Teks Bacaan:
Oleh : Dedi Abdulah
KSK Cikalongkulon dan Fungsional Statistisi Penyelia di BPS Kabupaten
Cianjur
Kondisi ini dapat dilihat masih
tingginya ketimpangan pengeluaran penduduk Jawa Barat dibandingkan dengan
ketimpangan di provinsi lain di Indonesia. Salah satu untuk mengukur
ketimpangan pengeluaran pengeluaran yaitu dengan gini ratio. BPS mencatat pada
tahun 2018, gini rastio (ukuran ketidakmerataan pendapatan atau ketimpangan
agregat) pada Bulan September 2018 sebesar 0,405. Angka ini sebetulnya terjadi
penurunan gini ratio dibandingkan pada periode Maret 2018 sebesar 0,407. Tetapi
angka tersebut masih tinggi jika dibandingkan dengan angka gini ratio nasional
pada September 2018 sebesar 0,384.
Angka Gini ratio nol menunjukkan
bahwa tidak ada ketimpangan pengeluaran (pengeluaran penduduk sama), sedangkan
gini ratio 1 menunjukkan banwa adanya ketimpangan sempurna di daerah tersebut.
Semakin tinggi angka gini ratio berarti ketimpangan pengeluaran penduduk suatu
daerah semakin tinggi pula.

Daftar Tugas:
1. Menurut teks tentang gini ratio Jawa Barat, berapa angka gini ratio nasional pada September 2018?
2. Lanjutkan teks tentang gini ratio Jawa Barat setelah kalimat terakhirnya.
Data setelah ini tidak diperlukan untuk latihan ini.

Data yang Diberikan:
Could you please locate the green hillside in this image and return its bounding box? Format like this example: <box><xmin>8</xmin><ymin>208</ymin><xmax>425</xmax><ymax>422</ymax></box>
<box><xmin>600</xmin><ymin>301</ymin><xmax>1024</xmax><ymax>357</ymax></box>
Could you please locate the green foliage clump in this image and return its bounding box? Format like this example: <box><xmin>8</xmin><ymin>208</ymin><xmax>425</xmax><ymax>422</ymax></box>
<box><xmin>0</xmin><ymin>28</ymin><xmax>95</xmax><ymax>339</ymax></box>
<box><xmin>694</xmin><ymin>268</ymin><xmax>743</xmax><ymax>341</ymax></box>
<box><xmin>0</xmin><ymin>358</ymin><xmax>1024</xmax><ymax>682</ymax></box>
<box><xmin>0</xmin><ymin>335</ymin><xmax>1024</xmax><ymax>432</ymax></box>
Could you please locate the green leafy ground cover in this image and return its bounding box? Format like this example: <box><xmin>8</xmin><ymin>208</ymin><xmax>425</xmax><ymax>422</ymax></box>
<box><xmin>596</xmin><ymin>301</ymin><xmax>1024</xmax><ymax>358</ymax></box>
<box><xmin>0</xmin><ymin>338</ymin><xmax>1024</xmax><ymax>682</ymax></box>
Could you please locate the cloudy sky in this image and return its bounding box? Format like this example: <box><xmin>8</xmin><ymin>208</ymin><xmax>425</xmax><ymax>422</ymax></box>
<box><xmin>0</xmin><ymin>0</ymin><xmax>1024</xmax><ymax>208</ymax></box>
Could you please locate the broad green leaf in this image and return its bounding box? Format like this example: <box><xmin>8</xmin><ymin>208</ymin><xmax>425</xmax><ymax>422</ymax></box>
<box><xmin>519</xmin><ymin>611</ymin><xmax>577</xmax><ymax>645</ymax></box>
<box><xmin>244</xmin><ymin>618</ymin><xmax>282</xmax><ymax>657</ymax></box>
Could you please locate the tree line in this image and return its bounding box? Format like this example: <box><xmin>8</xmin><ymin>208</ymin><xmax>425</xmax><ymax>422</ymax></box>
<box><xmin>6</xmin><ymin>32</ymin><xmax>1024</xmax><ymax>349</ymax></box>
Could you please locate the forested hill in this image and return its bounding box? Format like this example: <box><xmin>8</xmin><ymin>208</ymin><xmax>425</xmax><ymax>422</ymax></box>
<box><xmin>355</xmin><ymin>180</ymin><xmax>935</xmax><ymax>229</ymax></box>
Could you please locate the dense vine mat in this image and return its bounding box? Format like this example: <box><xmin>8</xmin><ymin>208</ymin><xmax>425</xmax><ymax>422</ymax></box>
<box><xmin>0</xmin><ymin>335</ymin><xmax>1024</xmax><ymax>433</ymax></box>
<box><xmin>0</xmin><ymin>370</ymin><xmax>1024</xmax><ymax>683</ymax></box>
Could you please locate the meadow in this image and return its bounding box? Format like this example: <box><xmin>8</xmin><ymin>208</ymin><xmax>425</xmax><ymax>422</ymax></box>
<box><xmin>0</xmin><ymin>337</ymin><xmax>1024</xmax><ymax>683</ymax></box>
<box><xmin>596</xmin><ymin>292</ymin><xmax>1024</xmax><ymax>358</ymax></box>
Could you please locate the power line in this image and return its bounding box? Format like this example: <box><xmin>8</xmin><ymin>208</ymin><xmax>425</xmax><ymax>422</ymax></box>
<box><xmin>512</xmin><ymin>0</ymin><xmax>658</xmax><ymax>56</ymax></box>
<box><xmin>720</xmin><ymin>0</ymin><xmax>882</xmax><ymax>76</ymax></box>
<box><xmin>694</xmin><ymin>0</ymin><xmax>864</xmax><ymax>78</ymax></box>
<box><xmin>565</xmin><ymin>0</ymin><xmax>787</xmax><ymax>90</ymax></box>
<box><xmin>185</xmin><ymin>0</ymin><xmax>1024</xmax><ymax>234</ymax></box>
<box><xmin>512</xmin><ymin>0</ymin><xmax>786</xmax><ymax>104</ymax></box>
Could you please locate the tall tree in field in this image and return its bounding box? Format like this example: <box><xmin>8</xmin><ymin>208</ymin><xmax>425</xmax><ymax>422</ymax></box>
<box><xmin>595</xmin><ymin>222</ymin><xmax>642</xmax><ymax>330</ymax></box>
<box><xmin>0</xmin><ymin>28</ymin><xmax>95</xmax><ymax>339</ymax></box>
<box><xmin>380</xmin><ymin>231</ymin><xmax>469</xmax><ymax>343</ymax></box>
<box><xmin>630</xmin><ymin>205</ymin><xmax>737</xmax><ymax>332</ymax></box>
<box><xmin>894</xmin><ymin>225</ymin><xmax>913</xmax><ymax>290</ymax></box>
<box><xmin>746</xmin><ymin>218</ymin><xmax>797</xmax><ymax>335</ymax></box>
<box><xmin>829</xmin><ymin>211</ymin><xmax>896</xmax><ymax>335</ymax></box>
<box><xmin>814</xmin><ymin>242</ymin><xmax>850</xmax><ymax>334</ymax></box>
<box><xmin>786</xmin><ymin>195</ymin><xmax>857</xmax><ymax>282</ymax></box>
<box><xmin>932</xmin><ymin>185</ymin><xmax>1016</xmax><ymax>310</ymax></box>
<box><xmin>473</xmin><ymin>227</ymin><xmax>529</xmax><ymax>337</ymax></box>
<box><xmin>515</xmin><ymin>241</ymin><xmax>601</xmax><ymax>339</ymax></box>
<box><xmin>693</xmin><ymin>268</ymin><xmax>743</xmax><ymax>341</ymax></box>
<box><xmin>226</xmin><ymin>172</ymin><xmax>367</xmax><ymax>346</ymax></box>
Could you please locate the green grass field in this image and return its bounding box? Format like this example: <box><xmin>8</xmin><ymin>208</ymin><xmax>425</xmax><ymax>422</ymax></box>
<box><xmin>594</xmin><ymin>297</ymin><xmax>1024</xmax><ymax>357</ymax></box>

Jawaban Latihan:
1. 0,384

2.
Untuk menurunkan ketimpangan
pengeluaran penduduk, pemerintah khususnya Pemda Jawa Barat perlu membuat
terobosan peningkatan pertumbuhan ekonomi yang berpihak kepada penduduk
berpenghasilan rendah. Pertumbuhan ekonomi tinggi yang jika tidak dibarengi
dengan pemerataan pembangunan ke seluruh pelosok desa sulit untuk mengatrol penduduk
berpenghasilan rendah keluar dari kemiskinan.
Salah satu penyebab masih tingginya angka gini ratio karena faktor
pendidikan penduduk yang masih rendah. Banyaknya penduduk yang berkerja di lapangan
kerja informal karena sulitnya mengakses pekerjaan yang layak sesuai tingkat
pendidikan yang persyaratkan oleh pemberi pekerjaan. Penduduk yang bekerja
dengan pendidikan yang rendah akan mempunyai produktivitas rendah, sehingga
pendapatan yang diterima pula rendah. Ini akan mengakibatkan ketimpangan
pengeluaran yang diukur dengan gini ratio sulit turun ke angka yang rendah.
Berdasarkan data BPS hasil Sakenas, penyerapan
tenaga kerja di Jawa Barat hingga Agustus 2018 masih di dominasi oleh penduduk
yang bekerja dengan berpendidikan tingkat Sekolah Dasar (SD) ke bawah sebanyak
8,08 juta orang (38,89 persen) dan tingkat Sekolah Menengah Pertama (SMP)
sebanyak 3,84 juta orang (18,46 persen). Sedangkan untuk tingkat SMA sebanyak
3,54 juta orang (17,04 persen), SMK sebanyak 2,82 juta orang (13,57 persen),
dan penduduk yang bekerja berpendidikan tinggi (Diploma ke atas) sebanyak 2,5
juta orang (12, 04 persen).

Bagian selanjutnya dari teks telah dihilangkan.